§ **Problem requirements**
Would you quote every entry exactly, dropping only the pictures?

§ **Given records**
**********

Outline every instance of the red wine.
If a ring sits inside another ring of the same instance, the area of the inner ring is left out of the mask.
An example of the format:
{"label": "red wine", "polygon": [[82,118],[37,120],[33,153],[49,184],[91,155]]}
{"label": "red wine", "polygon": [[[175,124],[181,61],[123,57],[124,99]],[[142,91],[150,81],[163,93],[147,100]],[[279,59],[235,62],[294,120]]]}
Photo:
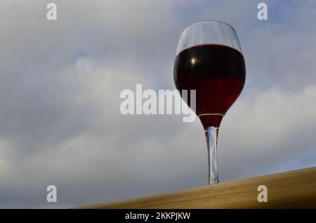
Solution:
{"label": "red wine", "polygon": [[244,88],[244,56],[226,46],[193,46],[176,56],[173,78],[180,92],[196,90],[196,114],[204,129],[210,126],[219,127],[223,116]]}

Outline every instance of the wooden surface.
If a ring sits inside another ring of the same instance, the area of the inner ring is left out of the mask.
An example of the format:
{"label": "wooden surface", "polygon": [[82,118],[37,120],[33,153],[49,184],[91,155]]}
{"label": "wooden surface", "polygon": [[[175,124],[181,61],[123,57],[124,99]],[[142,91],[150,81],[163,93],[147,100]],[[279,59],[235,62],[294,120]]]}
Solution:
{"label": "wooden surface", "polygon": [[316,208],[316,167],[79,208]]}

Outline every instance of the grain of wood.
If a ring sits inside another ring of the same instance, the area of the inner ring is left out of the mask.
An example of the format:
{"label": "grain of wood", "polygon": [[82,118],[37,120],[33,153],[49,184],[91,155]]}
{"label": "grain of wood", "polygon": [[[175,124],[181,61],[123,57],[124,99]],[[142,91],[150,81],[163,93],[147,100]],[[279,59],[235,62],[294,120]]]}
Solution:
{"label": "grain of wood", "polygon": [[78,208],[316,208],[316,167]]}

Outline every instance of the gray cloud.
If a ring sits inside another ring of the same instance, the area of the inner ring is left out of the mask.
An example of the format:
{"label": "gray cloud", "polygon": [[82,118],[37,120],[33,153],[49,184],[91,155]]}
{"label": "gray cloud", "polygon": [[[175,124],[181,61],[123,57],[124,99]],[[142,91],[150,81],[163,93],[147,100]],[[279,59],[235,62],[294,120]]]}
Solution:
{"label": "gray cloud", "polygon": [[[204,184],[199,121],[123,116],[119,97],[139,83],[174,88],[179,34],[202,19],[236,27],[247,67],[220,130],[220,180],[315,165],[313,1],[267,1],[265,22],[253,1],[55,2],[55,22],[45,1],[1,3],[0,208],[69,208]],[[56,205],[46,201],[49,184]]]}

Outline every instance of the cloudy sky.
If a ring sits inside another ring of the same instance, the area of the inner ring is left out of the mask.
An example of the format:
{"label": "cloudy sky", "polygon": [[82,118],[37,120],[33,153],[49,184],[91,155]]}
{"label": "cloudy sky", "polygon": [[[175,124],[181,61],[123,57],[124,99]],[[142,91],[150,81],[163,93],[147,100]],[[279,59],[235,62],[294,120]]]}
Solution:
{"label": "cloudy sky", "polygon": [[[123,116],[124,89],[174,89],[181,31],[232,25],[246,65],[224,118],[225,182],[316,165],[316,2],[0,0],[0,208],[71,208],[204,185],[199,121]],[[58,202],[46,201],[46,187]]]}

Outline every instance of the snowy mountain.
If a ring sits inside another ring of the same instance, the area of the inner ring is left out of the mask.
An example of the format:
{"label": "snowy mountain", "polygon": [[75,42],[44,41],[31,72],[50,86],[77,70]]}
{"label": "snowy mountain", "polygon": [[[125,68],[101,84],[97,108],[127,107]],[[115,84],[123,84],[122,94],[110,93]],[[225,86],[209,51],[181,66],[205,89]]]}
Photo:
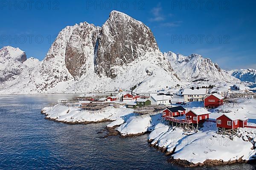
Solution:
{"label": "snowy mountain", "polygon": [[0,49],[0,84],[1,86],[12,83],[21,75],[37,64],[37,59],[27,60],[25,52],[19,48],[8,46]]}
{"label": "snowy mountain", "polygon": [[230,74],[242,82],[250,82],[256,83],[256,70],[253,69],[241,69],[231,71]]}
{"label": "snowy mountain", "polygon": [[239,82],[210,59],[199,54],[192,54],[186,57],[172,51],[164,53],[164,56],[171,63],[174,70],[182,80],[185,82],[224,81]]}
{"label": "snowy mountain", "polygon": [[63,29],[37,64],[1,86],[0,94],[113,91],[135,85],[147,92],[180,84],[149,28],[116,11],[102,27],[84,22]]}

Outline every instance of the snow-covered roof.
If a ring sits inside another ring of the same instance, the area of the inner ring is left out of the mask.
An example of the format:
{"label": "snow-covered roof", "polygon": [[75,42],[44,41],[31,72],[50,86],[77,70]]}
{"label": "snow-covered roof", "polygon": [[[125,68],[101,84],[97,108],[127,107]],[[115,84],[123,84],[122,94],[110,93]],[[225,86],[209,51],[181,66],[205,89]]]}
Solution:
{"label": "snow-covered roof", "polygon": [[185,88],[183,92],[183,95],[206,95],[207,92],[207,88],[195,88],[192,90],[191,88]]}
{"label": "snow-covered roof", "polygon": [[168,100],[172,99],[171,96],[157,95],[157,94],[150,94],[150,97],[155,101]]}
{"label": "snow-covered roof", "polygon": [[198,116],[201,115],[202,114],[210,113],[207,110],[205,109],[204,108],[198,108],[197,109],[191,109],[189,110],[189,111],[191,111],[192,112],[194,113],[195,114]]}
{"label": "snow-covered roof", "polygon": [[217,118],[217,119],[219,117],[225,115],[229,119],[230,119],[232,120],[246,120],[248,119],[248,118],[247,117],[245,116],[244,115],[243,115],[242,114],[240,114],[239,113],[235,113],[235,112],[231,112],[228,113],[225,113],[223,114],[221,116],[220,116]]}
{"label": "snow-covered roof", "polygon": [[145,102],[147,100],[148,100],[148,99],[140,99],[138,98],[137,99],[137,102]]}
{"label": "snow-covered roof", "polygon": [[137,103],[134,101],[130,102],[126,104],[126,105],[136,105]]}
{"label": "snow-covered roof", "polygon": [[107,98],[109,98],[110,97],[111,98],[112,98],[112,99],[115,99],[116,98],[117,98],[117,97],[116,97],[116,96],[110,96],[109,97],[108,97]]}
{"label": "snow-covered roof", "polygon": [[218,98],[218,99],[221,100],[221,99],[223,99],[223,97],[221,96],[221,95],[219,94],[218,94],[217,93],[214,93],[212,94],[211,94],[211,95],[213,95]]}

**********

§ **Result below**
Outline every instance of the red wine.
If a ring sits inside another ring of the same instance, the area of the inner ring is left out of the mask.
An example of the format:
{"label": "red wine", "polygon": [[82,118],[37,120],[33,153],[49,184],[91,155]]}
{"label": "red wine", "polygon": [[[175,124],[181,61],[123,57],[124,99]],[[142,91],[150,81],[163,93],[147,100]],[[279,59],[235,62],[294,120]]]}
Photo:
Solution:
{"label": "red wine", "polygon": [[244,88],[244,56],[226,46],[193,46],[176,56],[173,78],[180,92],[196,90],[196,114],[204,129],[210,126],[219,127],[223,116]]}

Outline every instance of the wooden surface.
If a ring sits inside another ring of the same instance, the area of the inner ring is left out of the mask.
An example of the format:
{"label": "wooden surface", "polygon": [[82,118],[37,120],[33,153],[49,184],[91,155]]}
{"label": "wooden surface", "polygon": [[[175,124],[181,61],[123,57],[124,99]],[[142,91],[150,81],[163,93],[147,100]],[[279,59],[235,62],[294,120]]]}
Solution:
{"label": "wooden surface", "polygon": [[316,208],[316,167],[79,208]]}

Outline every instance of the grain of wood.
If a ring sits inside another ring of the same instance, the area of the inner ring is left out of the mask.
An example of the format:
{"label": "grain of wood", "polygon": [[82,118],[37,120],[33,153],[49,184],[91,155]]}
{"label": "grain of wood", "polygon": [[[175,124],[181,61],[123,57],[124,99]],[[142,91],[150,81],[163,93],[147,100]],[[279,59],[235,62],[294,120]]]}
Solution:
{"label": "grain of wood", "polygon": [[78,208],[316,208],[316,167]]}

Outline every instance of the gray cloud.
If a ring sits inside another ring of the same instance, the area of the inner ring is left out of the mask.
An example of the format:
{"label": "gray cloud", "polygon": [[82,118],[37,120],[33,153],[49,184],[91,155]]}
{"label": "gray cloud", "polygon": [[[175,124],[181,61],[123,57],[124,99]],[[142,91],[150,81],[163,93],[147,100]],[[279,59],[235,62],[294,120]]]}
Solution:
{"label": "gray cloud", "polygon": [[[204,184],[199,121],[123,116],[119,97],[139,83],[174,88],[179,34],[202,19],[236,27],[247,67],[220,130],[220,180],[315,165],[313,1],[267,1],[265,22],[253,1],[55,2],[55,22],[45,1],[1,3],[0,208],[69,208]],[[56,205],[46,201],[49,184]]]}

Outline every instance of the cloudy sky.
If a ring sits inside another ring of the same instance, the area of the inner ring is left out of the mask.
An example of the format:
{"label": "cloudy sky", "polygon": [[82,118],[37,120],[33,153],[49,184],[91,155]]}
{"label": "cloudy sky", "polygon": [[[175,124],[181,61],[123,57],[124,99]],[[142,91],[150,81],[163,93],[147,100]],[[279,59],[235,62],[294,120]]]}
Solution:
{"label": "cloudy sky", "polygon": [[[123,116],[124,89],[174,89],[181,31],[232,25],[246,65],[224,118],[225,182],[316,165],[316,2],[0,0],[0,208],[71,208],[204,185],[199,121]],[[58,202],[46,201],[46,187]]]}

Outline every instance of the snowy mountain.
If a ring sits inside another ring of the same instance, the area of the inner ring is left out of the mask.
An example of the format:
{"label": "snowy mountain", "polygon": [[75,42],[44,41],[31,72],[50,86],[77,70]]}
{"label": "snowy mountain", "polygon": [[[125,68],[101,84],[97,108],[127,107]],[[115,84],[123,84],[122,94],[110,93]],[[225,86],[209,51],[181,66],[205,89]]]}
Photo:
Solution:
{"label": "snowy mountain", "polygon": [[0,49],[0,84],[1,86],[12,83],[21,75],[37,64],[37,59],[27,60],[25,52],[19,48],[8,46]]}
{"label": "snowy mountain", "polygon": [[230,74],[242,82],[250,82],[256,83],[256,70],[253,69],[241,69],[231,71]]}
{"label": "snowy mountain", "polygon": [[239,82],[210,59],[199,54],[192,54],[186,57],[172,51],[164,53],[164,56],[171,63],[174,70],[182,80],[185,82],[224,81]]}
{"label": "snowy mountain", "polygon": [[63,29],[37,64],[1,86],[0,94],[113,91],[135,85],[147,92],[180,84],[149,28],[116,11],[102,27],[84,22]]}

Outline every instance of the snow-covered roof.
If a ring sits inside another ring of the same instance, the area of the inner ring is left out of the mask.
An example of the format:
{"label": "snow-covered roof", "polygon": [[75,42],[44,41],[31,72],[50,86],[77,70]]}
{"label": "snow-covered roof", "polygon": [[[125,68],[101,84],[97,108],[127,107]],[[115,84],[123,84],[122,94],[110,93]],[[225,86],[209,51],[181,66],[205,89]]]}
Solution:
{"label": "snow-covered roof", "polygon": [[185,88],[183,92],[183,95],[206,95],[207,92],[207,88],[195,88],[192,90],[191,88]]}
{"label": "snow-covered roof", "polygon": [[168,100],[172,99],[171,96],[157,95],[157,94],[150,94],[150,97],[155,101]]}
{"label": "snow-covered roof", "polygon": [[198,116],[201,115],[202,114],[210,113],[207,110],[205,109],[204,108],[198,108],[197,109],[191,109],[189,110],[189,111],[191,111],[192,112],[194,113],[195,114]]}
{"label": "snow-covered roof", "polygon": [[217,118],[217,119],[219,117],[225,115],[229,119],[230,119],[232,120],[246,120],[248,119],[248,118],[247,117],[245,116],[244,115],[243,115],[242,114],[240,114],[239,113],[235,113],[235,112],[231,112],[228,113],[225,113],[223,114],[221,116],[220,116]]}
{"label": "snow-covered roof", "polygon": [[145,102],[147,100],[148,100],[148,99],[140,99],[138,98],[137,99],[137,102]]}
{"label": "snow-covered roof", "polygon": [[137,103],[134,101],[130,102],[126,104],[126,105],[136,105]]}
{"label": "snow-covered roof", "polygon": [[107,98],[109,98],[110,97],[111,98],[112,98],[112,99],[115,99],[116,98],[117,98],[117,97],[116,97],[116,96],[110,96],[109,97],[108,97]]}
{"label": "snow-covered roof", "polygon": [[218,98],[218,99],[221,100],[221,99],[223,99],[223,97],[221,96],[221,95],[219,94],[218,94],[217,93],[214,93],[212,94],[211,94],[211,95],[213,95]]}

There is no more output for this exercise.